_DIRECTIONS_
Reproduce only the stretch of material below from its beginning through the line containing "[0, 110, 300, 193]", requests included. Shift every bounding-box coordinate in the answers by adding 97 to it.

━━ MATERIAL FOR THE TASK ━━

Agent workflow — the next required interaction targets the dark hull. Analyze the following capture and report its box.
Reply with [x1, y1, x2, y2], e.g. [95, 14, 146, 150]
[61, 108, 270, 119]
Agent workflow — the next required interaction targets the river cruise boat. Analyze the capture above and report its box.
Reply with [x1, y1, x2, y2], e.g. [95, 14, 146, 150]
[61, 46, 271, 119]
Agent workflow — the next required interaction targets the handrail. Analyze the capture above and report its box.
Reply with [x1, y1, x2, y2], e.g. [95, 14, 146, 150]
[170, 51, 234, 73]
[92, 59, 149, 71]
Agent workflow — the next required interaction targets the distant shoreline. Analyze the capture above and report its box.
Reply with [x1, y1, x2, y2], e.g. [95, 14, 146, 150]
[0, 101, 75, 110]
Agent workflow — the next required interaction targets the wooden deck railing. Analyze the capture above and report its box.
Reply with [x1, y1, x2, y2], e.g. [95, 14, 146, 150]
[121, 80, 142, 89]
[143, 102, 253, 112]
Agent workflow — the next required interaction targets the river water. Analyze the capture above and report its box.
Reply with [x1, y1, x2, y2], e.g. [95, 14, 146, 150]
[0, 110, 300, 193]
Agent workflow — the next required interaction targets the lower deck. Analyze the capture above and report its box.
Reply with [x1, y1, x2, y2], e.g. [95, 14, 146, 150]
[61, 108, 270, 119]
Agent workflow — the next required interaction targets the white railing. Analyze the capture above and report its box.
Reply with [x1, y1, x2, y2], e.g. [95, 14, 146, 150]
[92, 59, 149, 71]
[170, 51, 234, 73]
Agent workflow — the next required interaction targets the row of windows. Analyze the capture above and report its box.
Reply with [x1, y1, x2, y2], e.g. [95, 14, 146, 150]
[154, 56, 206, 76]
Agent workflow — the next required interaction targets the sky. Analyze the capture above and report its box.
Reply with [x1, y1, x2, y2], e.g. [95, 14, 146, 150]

━━━

_TASK RESPONSE_
Agent workflow — the next required interaction targets the dark hull. Analyze the following capture and report its box.
Reply with [x1, y1, x2, y2], e.g. [95, 14, 146, 150]
[158, 205, 367, 216]
Agent workflow — the next required interaction targets the river cruise boat. Analyze the capture above and report its box.
Reply with [x1, y1, x2, y2], e.g. [95, 14, 146, 150]
[158, 143, 368, 216]
Agent workflow — the next required interaction targets the handrail. Analyze the capture above and report its box.
Reply with [x1, y1, x2, y2], e.g. [95, 14, 146, 150]
[267, 148, 331, 170]
[189, 156, 246, 168]
Agent workflow — the next required interaction targets the distant shoreline. Analyze the capture above and report its box.
Reply with [x1, y1, x2, y2], e.g. [95, 14, 146, 150]
[97, 198, 172, 207]
Agent workflow — the next required interaction targets the wooden deck railing. Analyze the capture above and report its box.
Reply with [x1, y1, x2, y2], e.g. [95, 14, 146, 150]
[218, 177, 239, 186]
[240, 199, 350, 209]
Agent workflow — the next required interaction targets the river water. Analyze the capture above and report its box.
Reply with [x1, y1, x2, y2], e.g. [95, 14, 146, 150]
[97, 207, 397, 290]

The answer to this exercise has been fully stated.